What the task requires: Restate word for word each line from the one containing "point like [774,331]." through the end of the material, and nothing more. Drop every picture.

Records:

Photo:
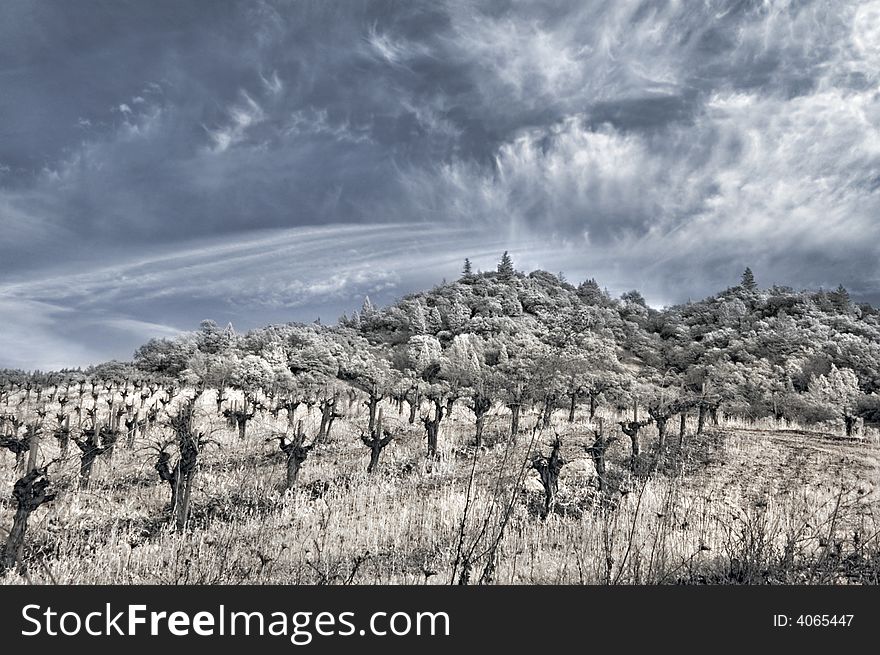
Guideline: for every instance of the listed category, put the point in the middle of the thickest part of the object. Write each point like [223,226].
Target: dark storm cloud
[146,147]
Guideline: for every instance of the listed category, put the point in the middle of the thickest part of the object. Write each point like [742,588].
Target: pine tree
[505,266]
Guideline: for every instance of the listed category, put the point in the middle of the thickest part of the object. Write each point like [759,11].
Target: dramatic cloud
[252,161]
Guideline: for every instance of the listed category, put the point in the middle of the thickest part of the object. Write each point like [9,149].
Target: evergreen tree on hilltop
[505,267]
[467,272]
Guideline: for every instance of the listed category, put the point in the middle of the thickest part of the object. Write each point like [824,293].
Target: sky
[264,161]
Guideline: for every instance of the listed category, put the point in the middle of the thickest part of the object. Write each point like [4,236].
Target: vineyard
[501,429]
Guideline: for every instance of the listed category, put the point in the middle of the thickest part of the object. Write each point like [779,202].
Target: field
[738,503]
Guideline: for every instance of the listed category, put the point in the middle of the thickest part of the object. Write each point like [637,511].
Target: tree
[296,451]
[467,272]
[368,370]
[505,267]
[377,439]
[29,493]
[839,390]
[181,476]
[465,368]
[549,467]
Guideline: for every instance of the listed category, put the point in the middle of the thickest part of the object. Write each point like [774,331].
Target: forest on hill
[731,439]
[504,337]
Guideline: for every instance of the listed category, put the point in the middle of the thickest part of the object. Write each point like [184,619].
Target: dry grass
[735,505]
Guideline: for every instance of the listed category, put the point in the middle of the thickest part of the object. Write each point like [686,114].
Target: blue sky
[258,161]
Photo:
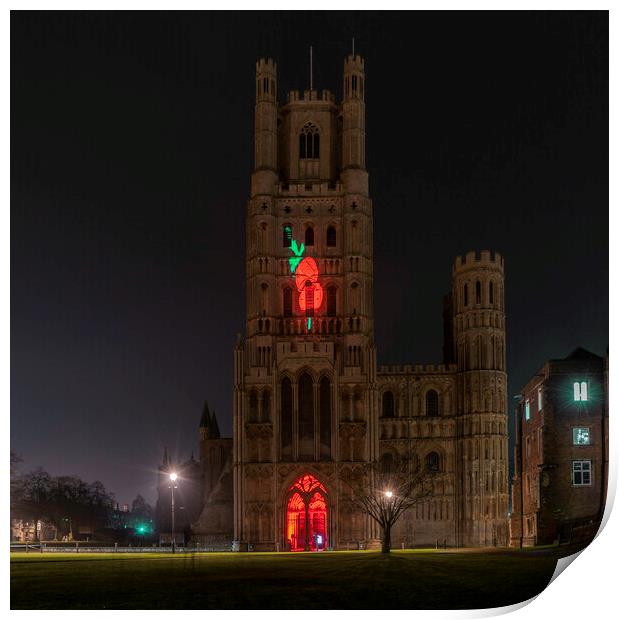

Answer section:
Guideline: for every instance of the listed category, put the point in the middle of the thickest part of the object. Write each point like [774,331].
Target: forest on hill
[731,439]
[504,337]
Guideline: for every instance of the listed category, put the point in the middle of the thickest part of the object. Write each point like [184,619].
Target: dry grass
[735,505]
Guideline: for every instance of the listed category, put the point in the middle of the thickest part of the object. Write each point like [686,114].
Target: blue sky
[258,161]
Photo:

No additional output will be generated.